[Object pointing dataset rows]
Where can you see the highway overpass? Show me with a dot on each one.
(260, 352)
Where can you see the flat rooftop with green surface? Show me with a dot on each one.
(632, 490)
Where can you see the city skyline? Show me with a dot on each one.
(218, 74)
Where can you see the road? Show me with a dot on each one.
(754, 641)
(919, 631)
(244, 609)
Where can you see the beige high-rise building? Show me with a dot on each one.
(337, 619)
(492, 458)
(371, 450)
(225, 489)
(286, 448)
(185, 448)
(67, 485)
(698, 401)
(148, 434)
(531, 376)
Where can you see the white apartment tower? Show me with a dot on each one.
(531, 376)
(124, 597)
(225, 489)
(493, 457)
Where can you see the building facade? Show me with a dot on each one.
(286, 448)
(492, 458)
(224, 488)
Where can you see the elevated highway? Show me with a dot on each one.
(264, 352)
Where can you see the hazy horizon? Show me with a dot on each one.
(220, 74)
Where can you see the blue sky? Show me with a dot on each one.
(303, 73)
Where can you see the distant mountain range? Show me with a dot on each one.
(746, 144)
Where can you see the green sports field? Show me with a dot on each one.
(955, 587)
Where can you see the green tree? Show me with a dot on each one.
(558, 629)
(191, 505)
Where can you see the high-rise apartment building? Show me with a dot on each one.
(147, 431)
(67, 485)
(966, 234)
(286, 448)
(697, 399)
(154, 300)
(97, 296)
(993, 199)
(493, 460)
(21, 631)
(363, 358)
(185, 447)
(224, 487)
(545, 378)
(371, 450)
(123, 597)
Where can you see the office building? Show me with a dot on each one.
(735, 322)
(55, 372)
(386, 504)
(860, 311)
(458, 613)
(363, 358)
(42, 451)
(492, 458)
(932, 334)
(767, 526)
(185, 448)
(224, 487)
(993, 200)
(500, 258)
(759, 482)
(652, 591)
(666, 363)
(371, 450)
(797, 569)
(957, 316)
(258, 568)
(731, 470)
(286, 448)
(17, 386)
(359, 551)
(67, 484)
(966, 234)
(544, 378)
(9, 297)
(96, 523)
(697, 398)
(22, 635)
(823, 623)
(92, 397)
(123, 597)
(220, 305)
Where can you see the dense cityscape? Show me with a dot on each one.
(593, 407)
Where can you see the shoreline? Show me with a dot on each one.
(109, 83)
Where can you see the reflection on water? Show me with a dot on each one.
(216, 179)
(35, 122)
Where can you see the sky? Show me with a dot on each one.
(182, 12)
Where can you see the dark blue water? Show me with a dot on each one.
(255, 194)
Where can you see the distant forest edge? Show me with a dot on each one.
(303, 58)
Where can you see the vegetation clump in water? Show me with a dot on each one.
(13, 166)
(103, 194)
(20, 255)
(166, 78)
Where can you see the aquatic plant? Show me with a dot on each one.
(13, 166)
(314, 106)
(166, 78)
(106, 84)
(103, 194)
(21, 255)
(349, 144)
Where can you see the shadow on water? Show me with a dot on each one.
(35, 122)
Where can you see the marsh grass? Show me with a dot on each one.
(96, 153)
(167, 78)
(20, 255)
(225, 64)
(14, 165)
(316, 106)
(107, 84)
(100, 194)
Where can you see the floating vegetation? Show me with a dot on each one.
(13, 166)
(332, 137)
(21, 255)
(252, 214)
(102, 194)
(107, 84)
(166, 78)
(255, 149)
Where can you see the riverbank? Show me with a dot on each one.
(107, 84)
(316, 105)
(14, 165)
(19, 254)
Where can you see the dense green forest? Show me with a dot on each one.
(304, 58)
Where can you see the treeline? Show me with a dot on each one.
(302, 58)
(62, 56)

==

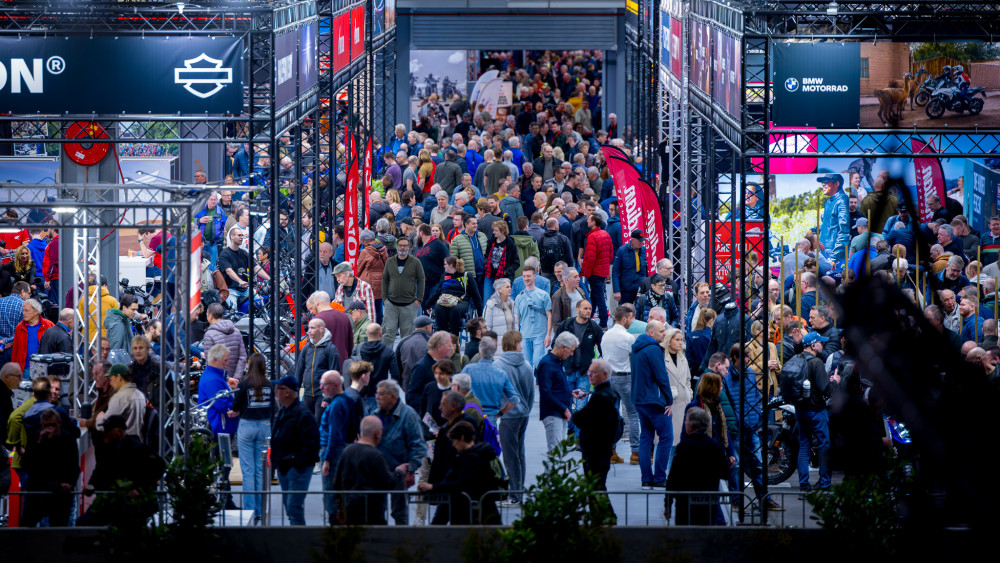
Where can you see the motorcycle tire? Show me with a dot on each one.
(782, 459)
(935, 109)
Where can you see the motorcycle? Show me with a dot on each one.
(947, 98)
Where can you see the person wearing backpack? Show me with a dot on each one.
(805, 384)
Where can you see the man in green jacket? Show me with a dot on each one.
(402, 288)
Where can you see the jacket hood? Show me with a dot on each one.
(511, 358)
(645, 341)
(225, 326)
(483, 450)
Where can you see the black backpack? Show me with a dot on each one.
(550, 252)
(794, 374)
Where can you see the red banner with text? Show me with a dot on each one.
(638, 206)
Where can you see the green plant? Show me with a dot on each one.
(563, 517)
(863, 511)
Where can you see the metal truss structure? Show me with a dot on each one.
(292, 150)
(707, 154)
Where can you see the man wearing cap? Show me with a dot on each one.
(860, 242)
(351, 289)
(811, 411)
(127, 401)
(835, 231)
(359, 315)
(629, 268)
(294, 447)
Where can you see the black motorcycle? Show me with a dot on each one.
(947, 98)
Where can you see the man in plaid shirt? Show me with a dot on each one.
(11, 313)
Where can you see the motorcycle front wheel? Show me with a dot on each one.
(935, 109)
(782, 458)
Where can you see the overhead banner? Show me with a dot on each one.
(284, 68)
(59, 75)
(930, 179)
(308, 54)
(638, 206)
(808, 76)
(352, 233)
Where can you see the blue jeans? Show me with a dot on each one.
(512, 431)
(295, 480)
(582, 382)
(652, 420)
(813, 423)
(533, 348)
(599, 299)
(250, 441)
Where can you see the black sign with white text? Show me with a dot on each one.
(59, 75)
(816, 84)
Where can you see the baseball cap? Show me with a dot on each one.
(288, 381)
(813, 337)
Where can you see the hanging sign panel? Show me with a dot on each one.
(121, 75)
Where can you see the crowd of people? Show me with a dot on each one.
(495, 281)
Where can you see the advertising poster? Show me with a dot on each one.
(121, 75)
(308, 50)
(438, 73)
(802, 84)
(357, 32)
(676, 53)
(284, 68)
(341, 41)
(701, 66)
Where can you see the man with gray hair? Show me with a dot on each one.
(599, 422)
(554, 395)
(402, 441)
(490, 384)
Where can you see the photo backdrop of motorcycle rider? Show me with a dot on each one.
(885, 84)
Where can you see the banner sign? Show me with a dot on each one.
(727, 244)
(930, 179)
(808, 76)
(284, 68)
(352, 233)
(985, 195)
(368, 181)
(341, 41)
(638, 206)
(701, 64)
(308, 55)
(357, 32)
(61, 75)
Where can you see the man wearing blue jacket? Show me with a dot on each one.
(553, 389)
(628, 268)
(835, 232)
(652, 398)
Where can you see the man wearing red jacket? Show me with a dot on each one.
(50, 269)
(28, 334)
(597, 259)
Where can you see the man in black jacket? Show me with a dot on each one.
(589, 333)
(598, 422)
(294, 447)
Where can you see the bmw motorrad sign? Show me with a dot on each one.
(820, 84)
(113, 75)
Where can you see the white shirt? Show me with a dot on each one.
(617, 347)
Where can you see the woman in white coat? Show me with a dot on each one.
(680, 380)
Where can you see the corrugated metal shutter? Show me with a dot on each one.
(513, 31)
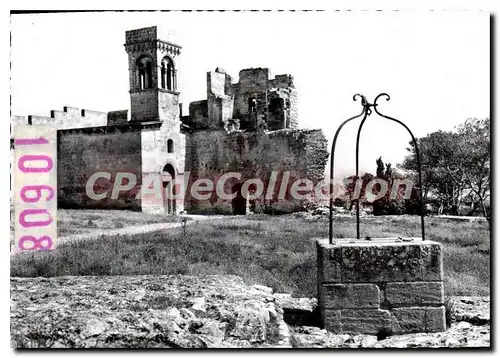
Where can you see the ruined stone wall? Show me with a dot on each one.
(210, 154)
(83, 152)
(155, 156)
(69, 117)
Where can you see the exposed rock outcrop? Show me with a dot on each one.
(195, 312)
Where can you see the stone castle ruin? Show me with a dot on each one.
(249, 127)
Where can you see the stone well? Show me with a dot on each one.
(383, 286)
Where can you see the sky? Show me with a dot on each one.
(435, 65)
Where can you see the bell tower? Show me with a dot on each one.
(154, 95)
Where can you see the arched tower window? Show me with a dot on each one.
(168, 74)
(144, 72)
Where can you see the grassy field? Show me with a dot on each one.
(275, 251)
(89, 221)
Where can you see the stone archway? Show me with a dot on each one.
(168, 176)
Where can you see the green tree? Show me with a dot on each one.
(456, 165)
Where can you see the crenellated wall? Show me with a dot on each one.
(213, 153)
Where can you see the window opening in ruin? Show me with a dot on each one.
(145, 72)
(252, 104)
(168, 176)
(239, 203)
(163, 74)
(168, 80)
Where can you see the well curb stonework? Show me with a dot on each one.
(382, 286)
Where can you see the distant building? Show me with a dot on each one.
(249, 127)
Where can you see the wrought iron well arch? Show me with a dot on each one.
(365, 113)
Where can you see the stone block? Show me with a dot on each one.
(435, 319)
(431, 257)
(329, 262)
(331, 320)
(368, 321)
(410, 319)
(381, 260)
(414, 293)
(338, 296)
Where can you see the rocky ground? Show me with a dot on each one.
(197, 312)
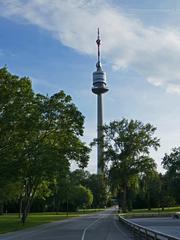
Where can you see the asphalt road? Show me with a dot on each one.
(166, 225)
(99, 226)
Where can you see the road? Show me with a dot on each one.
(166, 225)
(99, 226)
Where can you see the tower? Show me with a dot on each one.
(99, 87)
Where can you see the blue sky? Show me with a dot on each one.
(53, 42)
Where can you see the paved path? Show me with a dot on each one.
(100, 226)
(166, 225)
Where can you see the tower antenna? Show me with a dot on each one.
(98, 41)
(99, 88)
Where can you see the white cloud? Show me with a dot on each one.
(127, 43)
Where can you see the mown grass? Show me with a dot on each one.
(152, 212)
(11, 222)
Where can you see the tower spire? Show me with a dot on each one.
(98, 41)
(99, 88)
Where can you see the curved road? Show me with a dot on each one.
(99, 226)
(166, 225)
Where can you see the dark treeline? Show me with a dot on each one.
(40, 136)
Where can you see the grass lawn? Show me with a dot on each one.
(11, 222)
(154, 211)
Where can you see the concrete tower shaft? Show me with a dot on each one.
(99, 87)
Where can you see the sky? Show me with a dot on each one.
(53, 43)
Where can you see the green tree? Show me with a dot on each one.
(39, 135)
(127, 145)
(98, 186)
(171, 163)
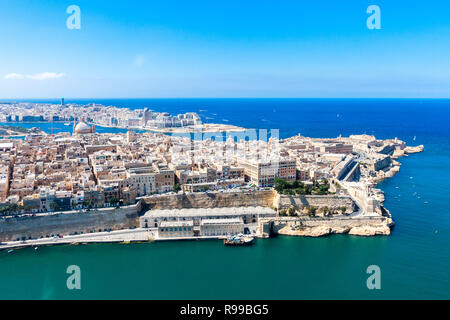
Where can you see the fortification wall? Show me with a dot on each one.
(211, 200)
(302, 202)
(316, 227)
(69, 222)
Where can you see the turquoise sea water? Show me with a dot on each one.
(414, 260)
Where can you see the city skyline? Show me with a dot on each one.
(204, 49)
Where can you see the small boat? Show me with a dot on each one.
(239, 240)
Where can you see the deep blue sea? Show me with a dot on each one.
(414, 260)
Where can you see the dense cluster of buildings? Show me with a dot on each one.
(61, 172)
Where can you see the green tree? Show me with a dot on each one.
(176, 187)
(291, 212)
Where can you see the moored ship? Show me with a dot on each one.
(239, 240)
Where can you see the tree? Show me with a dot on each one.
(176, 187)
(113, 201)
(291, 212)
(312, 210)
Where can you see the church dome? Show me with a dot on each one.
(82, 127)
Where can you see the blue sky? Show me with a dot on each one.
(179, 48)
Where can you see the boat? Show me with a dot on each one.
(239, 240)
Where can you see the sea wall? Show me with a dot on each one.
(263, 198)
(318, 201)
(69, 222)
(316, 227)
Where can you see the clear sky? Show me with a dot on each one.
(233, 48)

▶ **Goal of the exercise**
Select every row above that contains the string "road", matching its case exactly, and copy each one.

▶ **Correct result**
Where can you see the road? Show me with a dot on each one.
Where can you see the asphalt road? Show me with a dot on each one.
Where can you see the road? Show me with a dot on each one.
Where can you see the curved road? Show me with a dot on each one.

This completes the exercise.